Outlined labeled area items
_ _ _ _ _ _ _

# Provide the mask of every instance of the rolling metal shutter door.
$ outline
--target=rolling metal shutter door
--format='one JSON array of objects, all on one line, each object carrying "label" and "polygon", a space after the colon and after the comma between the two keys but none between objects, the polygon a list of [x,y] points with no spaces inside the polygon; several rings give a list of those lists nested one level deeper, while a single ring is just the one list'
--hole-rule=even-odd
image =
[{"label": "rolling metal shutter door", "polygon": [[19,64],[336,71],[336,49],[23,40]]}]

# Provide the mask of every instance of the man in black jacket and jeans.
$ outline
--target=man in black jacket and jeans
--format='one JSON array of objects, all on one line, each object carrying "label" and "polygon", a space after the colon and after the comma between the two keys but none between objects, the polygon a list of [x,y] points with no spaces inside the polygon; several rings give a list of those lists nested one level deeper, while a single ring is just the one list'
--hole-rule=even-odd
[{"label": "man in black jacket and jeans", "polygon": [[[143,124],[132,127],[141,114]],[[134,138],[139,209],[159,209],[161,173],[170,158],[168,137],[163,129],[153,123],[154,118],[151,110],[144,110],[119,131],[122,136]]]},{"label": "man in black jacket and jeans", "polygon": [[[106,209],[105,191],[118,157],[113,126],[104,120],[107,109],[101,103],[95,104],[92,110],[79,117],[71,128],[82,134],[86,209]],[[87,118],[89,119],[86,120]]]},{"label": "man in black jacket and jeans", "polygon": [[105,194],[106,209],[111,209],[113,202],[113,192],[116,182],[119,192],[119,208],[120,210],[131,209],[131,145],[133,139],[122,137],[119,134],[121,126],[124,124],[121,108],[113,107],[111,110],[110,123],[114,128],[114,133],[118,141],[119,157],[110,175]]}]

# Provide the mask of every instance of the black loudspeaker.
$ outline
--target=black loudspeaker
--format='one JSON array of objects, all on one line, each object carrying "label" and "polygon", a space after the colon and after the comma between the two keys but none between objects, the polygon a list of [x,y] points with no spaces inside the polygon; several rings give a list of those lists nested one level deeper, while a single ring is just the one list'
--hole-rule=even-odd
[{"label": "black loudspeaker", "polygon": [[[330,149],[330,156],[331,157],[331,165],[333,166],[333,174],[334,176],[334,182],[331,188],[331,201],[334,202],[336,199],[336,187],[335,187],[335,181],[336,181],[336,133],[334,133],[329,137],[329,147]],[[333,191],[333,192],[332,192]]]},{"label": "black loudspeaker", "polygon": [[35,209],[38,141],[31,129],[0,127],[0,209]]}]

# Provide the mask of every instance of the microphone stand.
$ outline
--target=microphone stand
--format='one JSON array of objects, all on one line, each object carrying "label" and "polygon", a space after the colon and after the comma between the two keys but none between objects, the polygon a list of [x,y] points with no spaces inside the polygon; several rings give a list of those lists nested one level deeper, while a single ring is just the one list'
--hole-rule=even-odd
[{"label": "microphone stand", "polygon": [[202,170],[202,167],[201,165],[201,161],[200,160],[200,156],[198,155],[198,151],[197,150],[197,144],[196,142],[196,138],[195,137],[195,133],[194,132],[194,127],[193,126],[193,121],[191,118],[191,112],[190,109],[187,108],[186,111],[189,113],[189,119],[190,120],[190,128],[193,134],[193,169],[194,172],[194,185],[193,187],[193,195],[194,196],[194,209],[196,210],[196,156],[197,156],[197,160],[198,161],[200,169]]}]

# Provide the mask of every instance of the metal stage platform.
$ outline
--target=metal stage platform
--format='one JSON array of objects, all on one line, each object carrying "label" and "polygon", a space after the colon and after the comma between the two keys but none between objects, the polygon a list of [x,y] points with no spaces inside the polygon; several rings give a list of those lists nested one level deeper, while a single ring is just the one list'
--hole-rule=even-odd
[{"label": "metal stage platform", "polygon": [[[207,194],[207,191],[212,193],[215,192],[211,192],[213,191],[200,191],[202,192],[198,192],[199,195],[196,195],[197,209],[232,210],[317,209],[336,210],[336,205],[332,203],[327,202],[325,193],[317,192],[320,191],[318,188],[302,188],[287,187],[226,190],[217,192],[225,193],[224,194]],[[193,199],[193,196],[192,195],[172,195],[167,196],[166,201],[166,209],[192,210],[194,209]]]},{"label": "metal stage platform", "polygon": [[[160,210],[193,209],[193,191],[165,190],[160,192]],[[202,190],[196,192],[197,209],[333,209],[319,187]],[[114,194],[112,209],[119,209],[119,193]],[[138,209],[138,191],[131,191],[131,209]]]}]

_ _ _ _ _ _ _

--- Requirements ---
Swap every "even-odd" in all of the lines above for "nonzero", keeping everything else the same.

--- Response below ---
# Provide the mask of every instance of the rolling metal shutter door.
$ outline
--target=rolling metal shutter door
--format='one JSON array of objects, all on one line, each object carrying "label" and "polygon", a space after the colon and after the comma between the two keys but none between objects, the polygon a list of [x,y] points with no spaces inside the polygon; several rings give a list of those lists nested one level deeper, while a single ring is just the one list'
--hole-rule=nonzero
image =
[{"label": "rolling metal shutter door", "polygon": [[19,64],[336,71],[336,49],[23,40]]}]

# Provide the mask of every instance of the man in black jacket and jeans.
$ outline
--target=man in black jacket and jeans
--format='one JSON array of objects, all on one line, each object carrying "label" and "polygon", a space after the colon and after the comma between the two keys but none between objects, the polygon a list of [x,y] points with no spaces inside the polygon; several rings give a list of those lists nested one level deeper, while a single ring is just the one list'
--hole-rule=nonzero
[{"label": "man in black jacket and jeans", "polygon": [[[143,124],[132,127],[141,114]],[[134,138],[139,209],[159,209],[161,173],[170,158],[168,137],[163,129],[153,123],[154,118],[151,110],[144,110],[119,131],[122,136]]]},{"label": "man in black jacket and jeans", "polygon": [[[106,209],[105,191],[118,157],[113,126],[104,120],[107,109],[101,103],[95,104],[92,110],[79,117],[71,128],[82,134],[86,209]],[[87,118],[89,119],[86,120]]]},{"label": "man in black jacket and jeans", "polygon": [[105,194],[106,209],[111,209],[113,202],[113,192],[116,182],[119,192],[119,208],[120,210],[131,209],[131,145],[133,139],[122,137],[119,134],[121,126],[124,124],[121,108],[113,107],[111,110],[110,123],[114,128],[114,133],[118,141],[119,157],[110,175]]}]

# Provide the mask of every instance of the black loudspeaker.
$ outline
--target=black loudspeaker
--format='one JSON array of objects, all on one line, each object carrying "label" and "polygon", a space after the colon and after the comma between the two keys but none between objects, the polygon a list of [x,y] points with no spaces inside the polygon; several rings give a list of those lists nested one level deeper, while a single ring is just the one list'
--hole-rule=nonzero
[{"label": "black loudspeaker", "polygon": [[[330,149],[330,156],[331,157],[331,165],[333,166],[333,174],[334,176],[334,182],[331,188],[331,201],[334,202],[336,199],[336,187],[335,187],[335,181],[336,181],[336,133],[334,133],[329,137],[329,147]],[[333,191],[333,192],[332,192]]]},{"label": "black loudspeaker", "polygon": [[35,209],[38,141],[31,129],[0,127],[0,209]]}]

# Provide the mask of every instance of the microphone stand.
$ outline
--target=microphone stand
--format='one JSON array of objects, all on one line, each object carrying "label" and "polygon", a space after the colon and after the comma between the two keys but none between objects, the polygon a list of [x,y] points with no spaces inside the polygon; several rings give a list of those lists nested one level deeper, while a single ring is just the one list'
--hole-rule=nonzero
[{"label": "microphone stand", "polygon": [[202,170],[202,167],[201,165],[201,161],[200,160],[200,156],[198,155],[198,151],[197,150],[197,144],[196,142],[196,138],[195,137],[195,133],[194,132],[194,127],[193,126],[193,121],[191,118],[191,112],[190,109],[187,108],[186,111],[189,113],[189,119],[190,120],[190,128],[193,134],[193,169],[194,172],[194,185],[193,187],[193,195],[194,196],[194,209],[196,210],[196,156],[197,156],[197,160],[198,161],[200,169]]}]

# Provide the mask of every instance of the metal stage platform.
$ outline
--target=metal stage platform
--format='one JSON array of objects, all on one line, each object carrying "label" and "polygon", a space after the colon and after the comma between the two keys but none between objects, the polygon a list of [x,y] points with no spaces inside the polygon; several rings give a list of those lists nested one level deeper, while a single ring is just the one list'
--hole-rule=nonzero
[{"label": "metal stage platform", "polygon": [[[207,194],[207,191],[212,193],[215,192],[211,192],[213,191],[200,191],[202,192],[198,192],[199,195],[196,195],[197,209],[232,210],[317,209],[336,210],[336,205],[332,203],[327,202],[325,193],[317,192],[320,191],[318,188],[302,188],[287,187],[226,190],[217,192],[225,193],[224,194]],[[193,199],[193,196],[192,195],[172,195],[167,196],[166,201],[166,209],[192,210],[194,209]]]},{"label": "metal stage platform", "polygon": [[[160,210],[193,209],[193,191],[165,190],[160,192]],[[202,190],[196,192],[197,209],[333,209],[319,187]],[[114,194],[112,209],[119,209],[119,193]],[[138,209],[138,191],[131,191],[131,209]]]}]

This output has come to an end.